Aim: Return an exact copy of the lines from the one holding "of the wooden" to the end of the data, including both the starting and final lines. Leave the pictures out.

Listing:
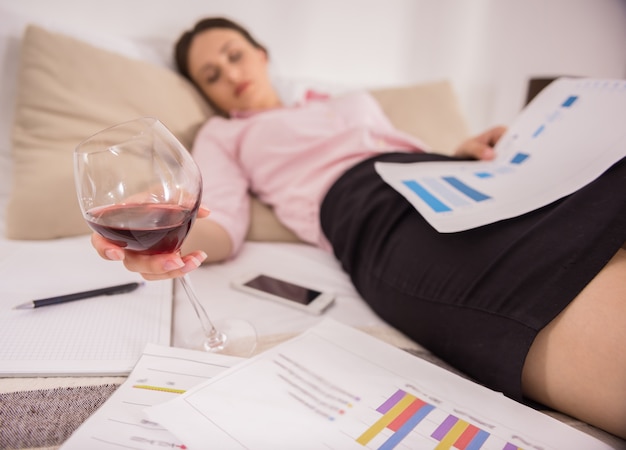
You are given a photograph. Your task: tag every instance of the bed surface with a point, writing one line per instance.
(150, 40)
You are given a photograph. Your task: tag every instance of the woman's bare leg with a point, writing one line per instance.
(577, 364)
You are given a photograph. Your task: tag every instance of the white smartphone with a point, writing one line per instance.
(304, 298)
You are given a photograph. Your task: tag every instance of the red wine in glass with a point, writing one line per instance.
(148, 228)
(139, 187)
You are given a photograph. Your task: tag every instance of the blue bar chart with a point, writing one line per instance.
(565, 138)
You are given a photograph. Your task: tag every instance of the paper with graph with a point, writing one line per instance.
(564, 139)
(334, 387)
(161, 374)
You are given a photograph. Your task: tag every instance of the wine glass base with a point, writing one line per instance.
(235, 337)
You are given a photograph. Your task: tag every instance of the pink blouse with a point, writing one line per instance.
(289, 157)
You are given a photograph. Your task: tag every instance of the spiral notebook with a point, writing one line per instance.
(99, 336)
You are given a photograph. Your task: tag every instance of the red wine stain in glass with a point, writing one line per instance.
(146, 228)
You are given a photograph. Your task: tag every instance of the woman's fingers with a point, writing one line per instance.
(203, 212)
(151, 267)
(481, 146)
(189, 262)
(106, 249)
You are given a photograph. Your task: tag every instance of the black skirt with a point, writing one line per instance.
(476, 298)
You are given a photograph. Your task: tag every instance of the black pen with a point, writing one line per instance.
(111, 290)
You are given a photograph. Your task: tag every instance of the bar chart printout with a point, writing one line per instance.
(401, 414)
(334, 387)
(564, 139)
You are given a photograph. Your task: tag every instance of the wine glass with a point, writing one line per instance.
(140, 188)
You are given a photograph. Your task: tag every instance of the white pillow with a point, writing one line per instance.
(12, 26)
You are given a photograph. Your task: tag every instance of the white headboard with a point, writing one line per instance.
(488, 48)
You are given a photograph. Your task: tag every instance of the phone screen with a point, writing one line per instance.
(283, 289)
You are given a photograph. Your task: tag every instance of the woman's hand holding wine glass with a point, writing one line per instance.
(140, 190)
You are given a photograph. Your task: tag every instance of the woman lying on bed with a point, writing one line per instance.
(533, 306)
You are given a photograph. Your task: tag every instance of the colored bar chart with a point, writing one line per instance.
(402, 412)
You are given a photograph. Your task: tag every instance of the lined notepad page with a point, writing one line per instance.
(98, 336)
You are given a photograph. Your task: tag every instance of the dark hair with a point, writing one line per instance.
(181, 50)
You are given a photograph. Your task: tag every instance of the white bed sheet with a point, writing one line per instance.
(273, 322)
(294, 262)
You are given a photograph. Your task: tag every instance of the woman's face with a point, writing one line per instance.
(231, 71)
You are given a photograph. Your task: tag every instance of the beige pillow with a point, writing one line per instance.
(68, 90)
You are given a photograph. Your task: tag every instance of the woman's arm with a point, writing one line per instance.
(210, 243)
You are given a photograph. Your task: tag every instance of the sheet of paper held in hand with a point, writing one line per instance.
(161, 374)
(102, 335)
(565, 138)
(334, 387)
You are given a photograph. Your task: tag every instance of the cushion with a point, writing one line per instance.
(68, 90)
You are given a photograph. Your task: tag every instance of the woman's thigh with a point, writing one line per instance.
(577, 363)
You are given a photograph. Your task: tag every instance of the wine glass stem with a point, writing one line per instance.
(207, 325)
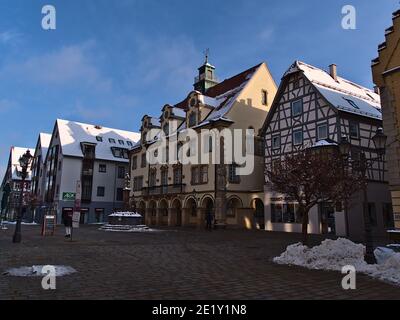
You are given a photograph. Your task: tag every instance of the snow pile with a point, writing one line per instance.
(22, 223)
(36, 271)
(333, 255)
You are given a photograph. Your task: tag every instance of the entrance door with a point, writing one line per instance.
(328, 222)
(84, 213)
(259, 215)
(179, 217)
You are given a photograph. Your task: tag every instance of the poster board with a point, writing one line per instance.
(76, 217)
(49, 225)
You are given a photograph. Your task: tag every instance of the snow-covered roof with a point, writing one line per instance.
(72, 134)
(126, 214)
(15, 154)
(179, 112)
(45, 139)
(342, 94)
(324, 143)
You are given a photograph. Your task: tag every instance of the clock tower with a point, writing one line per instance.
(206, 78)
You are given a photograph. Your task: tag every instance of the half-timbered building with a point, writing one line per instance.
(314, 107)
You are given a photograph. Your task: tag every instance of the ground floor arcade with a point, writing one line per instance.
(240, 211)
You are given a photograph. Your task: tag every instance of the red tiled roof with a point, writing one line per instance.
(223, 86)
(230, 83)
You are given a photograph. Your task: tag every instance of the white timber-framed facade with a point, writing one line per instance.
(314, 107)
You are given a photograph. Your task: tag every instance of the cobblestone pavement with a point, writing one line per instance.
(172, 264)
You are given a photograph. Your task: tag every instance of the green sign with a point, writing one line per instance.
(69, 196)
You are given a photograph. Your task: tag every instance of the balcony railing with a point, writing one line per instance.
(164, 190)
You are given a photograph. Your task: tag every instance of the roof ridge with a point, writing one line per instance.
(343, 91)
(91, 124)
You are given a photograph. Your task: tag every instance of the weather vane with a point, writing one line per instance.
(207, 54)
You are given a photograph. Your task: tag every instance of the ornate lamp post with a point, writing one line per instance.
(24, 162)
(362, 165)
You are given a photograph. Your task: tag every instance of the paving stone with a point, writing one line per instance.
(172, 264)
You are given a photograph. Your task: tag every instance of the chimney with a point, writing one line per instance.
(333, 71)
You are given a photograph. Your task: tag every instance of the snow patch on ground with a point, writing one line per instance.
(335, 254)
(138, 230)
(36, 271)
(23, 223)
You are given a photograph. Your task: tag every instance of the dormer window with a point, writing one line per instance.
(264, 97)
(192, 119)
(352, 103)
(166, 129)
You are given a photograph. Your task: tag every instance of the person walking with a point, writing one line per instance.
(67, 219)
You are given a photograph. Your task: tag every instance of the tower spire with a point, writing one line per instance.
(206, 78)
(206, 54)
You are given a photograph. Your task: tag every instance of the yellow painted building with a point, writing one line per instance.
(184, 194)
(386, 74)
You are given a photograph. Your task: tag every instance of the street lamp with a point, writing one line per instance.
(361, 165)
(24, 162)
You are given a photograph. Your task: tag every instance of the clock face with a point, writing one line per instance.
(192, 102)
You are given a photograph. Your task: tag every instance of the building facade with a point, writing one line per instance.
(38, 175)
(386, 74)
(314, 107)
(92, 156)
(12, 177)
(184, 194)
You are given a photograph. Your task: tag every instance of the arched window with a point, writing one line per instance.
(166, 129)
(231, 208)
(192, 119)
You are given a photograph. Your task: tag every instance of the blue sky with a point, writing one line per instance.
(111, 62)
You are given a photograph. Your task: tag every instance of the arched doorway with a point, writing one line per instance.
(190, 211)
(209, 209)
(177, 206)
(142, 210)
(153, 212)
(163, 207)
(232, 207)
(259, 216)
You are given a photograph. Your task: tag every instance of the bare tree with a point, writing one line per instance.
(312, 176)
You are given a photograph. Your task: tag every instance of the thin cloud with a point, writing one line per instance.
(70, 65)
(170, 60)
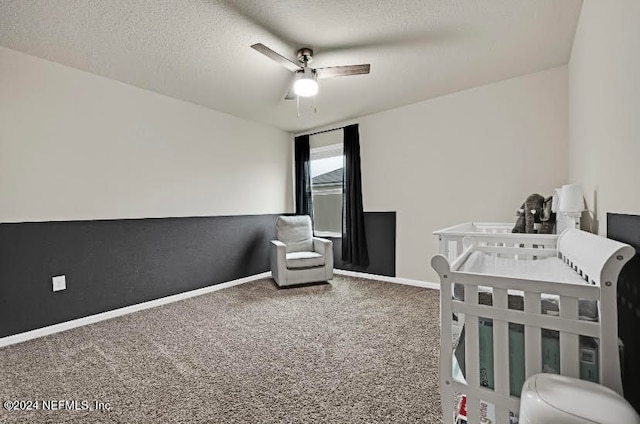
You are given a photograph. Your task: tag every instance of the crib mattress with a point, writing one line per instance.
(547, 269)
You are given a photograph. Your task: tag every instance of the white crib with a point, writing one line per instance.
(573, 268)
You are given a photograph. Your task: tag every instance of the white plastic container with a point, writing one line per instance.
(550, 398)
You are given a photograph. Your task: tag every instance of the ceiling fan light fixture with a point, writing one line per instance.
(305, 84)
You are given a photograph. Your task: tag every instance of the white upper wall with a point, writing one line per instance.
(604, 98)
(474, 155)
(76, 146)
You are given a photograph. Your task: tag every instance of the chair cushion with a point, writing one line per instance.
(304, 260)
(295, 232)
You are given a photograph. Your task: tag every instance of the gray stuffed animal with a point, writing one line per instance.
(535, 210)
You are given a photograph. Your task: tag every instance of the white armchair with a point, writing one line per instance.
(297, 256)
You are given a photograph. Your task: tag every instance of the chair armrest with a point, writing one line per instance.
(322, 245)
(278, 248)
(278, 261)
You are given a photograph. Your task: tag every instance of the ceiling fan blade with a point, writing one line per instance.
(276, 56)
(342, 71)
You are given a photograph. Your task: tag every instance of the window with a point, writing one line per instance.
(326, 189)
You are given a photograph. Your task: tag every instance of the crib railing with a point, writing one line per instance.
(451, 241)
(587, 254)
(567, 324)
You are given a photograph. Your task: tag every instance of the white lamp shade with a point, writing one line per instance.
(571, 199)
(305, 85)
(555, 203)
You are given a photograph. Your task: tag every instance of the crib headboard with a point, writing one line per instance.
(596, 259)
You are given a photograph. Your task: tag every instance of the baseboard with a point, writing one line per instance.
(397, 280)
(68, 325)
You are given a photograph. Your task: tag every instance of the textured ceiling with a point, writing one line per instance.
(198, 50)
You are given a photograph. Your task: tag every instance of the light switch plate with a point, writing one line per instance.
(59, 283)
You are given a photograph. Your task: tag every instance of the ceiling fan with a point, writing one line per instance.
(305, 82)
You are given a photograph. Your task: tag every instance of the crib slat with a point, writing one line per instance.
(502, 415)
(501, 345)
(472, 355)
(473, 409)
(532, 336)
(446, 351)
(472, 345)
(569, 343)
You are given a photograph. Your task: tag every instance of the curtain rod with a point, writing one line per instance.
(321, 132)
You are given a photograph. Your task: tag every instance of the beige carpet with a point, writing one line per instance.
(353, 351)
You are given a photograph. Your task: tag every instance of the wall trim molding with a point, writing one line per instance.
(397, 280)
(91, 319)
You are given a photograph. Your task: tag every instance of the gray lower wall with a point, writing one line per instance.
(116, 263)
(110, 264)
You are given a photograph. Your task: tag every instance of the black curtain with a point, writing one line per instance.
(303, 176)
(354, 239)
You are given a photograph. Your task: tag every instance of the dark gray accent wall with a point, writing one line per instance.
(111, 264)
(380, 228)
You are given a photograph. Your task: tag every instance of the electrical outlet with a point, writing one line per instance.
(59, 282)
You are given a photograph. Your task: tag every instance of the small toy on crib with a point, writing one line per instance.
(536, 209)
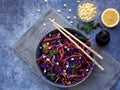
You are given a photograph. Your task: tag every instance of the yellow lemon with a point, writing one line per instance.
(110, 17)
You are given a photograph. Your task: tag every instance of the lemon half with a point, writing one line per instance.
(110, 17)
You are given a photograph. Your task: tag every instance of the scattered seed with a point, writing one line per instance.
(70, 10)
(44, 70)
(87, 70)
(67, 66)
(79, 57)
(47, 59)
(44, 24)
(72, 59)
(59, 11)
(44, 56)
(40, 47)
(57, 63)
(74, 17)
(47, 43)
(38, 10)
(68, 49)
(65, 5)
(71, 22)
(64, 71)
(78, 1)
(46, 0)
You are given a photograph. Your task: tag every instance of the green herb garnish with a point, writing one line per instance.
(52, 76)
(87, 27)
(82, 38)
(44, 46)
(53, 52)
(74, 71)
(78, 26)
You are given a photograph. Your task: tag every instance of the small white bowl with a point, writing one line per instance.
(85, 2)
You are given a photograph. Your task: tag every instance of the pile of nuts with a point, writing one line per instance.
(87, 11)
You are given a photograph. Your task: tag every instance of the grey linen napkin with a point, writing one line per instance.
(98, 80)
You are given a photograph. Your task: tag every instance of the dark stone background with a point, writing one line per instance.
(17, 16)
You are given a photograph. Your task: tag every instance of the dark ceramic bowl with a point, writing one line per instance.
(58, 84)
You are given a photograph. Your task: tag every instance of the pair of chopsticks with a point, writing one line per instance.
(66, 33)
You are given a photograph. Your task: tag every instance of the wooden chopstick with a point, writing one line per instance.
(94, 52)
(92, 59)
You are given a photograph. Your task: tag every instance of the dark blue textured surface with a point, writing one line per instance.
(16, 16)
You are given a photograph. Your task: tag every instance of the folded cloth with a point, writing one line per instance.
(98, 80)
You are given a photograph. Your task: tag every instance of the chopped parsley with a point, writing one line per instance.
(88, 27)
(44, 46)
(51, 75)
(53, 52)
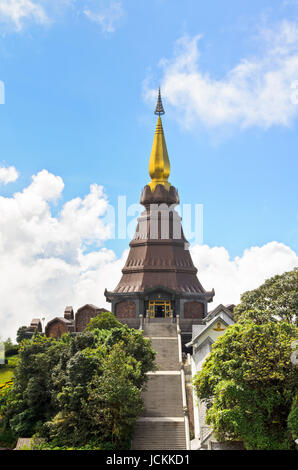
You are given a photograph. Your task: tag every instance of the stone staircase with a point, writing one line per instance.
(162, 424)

Solution to this task:
You are given a photograph. Your task: tag every instance of the wooden chopstick with a point, writing one line per instance.
(94, 52)
(92, 59)
You are given a photograph. Your task: tag every instance of the dark blue textured surface with a point, writing one line per instance.
(16, 16)
You are given a photograph. Your task: tag every instance of the folded cloth with a point, writing one line per instance.
(98, 80)
You are given a photograph. Your task: tag every instance of the chopped parsley with a point, writing one line per instance.
(88, 27)
(44, 46)
(51, 75)
(53, 52)
You are given a photograph. Your task: tag every instance of the stone staircase with a point, writing one line per instance.
(162, 424)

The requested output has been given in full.